*Task to carry out*: Transcribe the data that follows precisely, omitting nothing.

*Named-object pointing records*:
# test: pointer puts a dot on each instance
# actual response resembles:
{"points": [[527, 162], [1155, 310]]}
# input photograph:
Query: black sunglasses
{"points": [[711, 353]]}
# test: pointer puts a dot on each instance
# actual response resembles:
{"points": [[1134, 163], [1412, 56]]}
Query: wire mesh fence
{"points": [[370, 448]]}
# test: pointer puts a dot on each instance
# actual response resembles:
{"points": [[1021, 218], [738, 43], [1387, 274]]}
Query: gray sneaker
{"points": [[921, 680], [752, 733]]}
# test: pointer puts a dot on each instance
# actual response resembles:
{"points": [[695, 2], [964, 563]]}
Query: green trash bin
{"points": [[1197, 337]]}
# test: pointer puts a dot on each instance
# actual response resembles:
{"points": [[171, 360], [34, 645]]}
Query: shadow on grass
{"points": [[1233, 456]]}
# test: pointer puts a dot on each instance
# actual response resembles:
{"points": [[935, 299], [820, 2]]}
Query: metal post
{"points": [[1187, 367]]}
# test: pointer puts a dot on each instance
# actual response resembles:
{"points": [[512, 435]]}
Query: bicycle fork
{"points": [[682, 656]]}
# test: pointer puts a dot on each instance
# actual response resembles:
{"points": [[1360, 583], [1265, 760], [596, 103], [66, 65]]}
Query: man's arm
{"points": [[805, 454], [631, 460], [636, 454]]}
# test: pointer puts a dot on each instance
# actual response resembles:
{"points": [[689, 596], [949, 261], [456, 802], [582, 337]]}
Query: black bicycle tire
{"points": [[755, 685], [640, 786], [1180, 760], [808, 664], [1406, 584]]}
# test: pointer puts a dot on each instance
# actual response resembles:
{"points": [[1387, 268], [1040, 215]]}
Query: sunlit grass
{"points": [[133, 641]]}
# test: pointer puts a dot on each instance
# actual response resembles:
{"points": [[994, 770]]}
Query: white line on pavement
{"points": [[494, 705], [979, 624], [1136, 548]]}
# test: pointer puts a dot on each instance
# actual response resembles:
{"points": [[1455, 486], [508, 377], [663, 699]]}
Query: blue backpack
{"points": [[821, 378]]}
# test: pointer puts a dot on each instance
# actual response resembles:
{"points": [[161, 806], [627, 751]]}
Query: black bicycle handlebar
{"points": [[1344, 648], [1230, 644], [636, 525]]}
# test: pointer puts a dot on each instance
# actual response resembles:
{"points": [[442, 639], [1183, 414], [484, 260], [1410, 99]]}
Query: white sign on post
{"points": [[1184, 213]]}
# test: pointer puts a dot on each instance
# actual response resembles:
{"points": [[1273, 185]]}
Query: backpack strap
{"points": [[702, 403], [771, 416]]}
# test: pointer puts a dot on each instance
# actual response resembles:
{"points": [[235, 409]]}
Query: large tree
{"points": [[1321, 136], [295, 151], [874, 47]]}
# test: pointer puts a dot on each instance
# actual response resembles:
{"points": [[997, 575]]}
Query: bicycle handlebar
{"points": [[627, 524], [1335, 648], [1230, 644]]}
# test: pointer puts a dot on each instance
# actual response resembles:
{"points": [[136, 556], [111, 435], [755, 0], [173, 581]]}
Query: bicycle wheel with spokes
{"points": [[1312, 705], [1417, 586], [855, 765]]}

*Problem solution*:
# test: pointer puts a dot on each instance
# actual response resembles:
{"points": [[527, 162], [1155, 310]]}
# input photograph:
Query: black sunglasses
{"points": [[711, 353]]}
# test: pointer puts a dot on each instance
# actual response resembles:
{"points": [[1134, 163], [1412, 56]]}
Query: wire mesh fence
{"points": [[370, 448]]}
# test: pointer puts a dot on each instance
# actual response resembles:
{"points": [[1021, 218], [738, 43], [1387, 274]]}
Query: gray sneaker
{"points": [[921, 680], [752, 733]]}
# test: pointer puts a dot on each instance
# actual response resembles:
{"points": [[695, 2], [964, 563]]}
Query: green trash bin
{"points": [[1197, 337]]}
# test: pointer puts a dot on each instance
# actual response resembles:
{"points": [[171, 360], [34, 645]]}
Query: shadow on grass
{"points": [[1233, 456]]}
# test: pointer puts a dot on each instance
# actual response resembles:
{"points": [[935, 299], [820, 2]]}
Query: metal post
{"points": [[1187, 367]]}
# test: pointer puts a dot on each instance
# actual response resembles:
{"points": [[512, 435]]}
Query: bicycle fork
{"points": [[682, 656]]}
# test: pointer puts a dot on each instance
# actual response resembles:
{"points": [[1360, 583], [1265, 760], [596, 103], [66, 65]]}
Query: man's arm
{"points": [[805, 454], [631, 460], [636, 454]]}
# test: pointer puts a dot on each instance
# actual response resembles:
{"points": [[689, 596], [949, 261], [456, 802], [582, 337]]}
Query: black bicycle tire
{"points": [[755, 685], [640, 786], [1180, 760], [808, 664], [1406, 584]]}
# test: pointer puts a dot on each instance
# actual response resembles:
{"points": [[1387, 268], [1040, 215]]}
Query: sunlit grass
{"points": [[133, 641]]}
# test: pointer puts a dot on each instance
# actual response resembles:
{"points": [[994, 770]]}
Query: white line on pavement
{"points": [[494, 705], [979, 624], [1136, 548]]}
# test: pointer puts a dot on each instance
# actual response resembles:
{"points": [[1455, 486], [508, 377], [663, 699]]}
Query: blue backpack
{"points": [[821, 378]]}
# test: pointer puts a dot on each instance
# actual response resembles:
{"points": [[161, 806], [627, 751]]}
Query: black bicycle handlebar
{"points": [[1344, 648], [1230, 644], [636, 525]]}
# test: pointer puts a dot on each instance
# actual response resembles:
{"points": [[442, 639], [1183, 414], [484, 260], [1410, 99]]}
Query: white sign on post
{"points": [[1184, 213]]}
# test: pointer puts a dot on each instance
# actual response resembles:
{"points": [[1273, 185]]}
Query: backpack strap
{"points": [[702, 403], [771, 416]]}
# test: pointer puts a dot on each instance
# actual response resembles:
{"points": [[235, 409]]}
Query: large tree
{"points": [[1321, 136], [295, 151], [874, 47]]}
# test: pointer puts a dot on each instance
# actual response resembles:
{"points": [[997, 575]]}
Query: bicycle handlebar
{"points": [[627, 524], [1335, 648], [1230, 644]]}
# test: pointer puts a dot on each instance
# actual response resembles:
{"points": [[136, 556], [111, 435], [755, 0], [173, 581]]}
Query: bicycle wheel with spokes
{"points": [[1312, 705], [1417, 586], [855, 765]]}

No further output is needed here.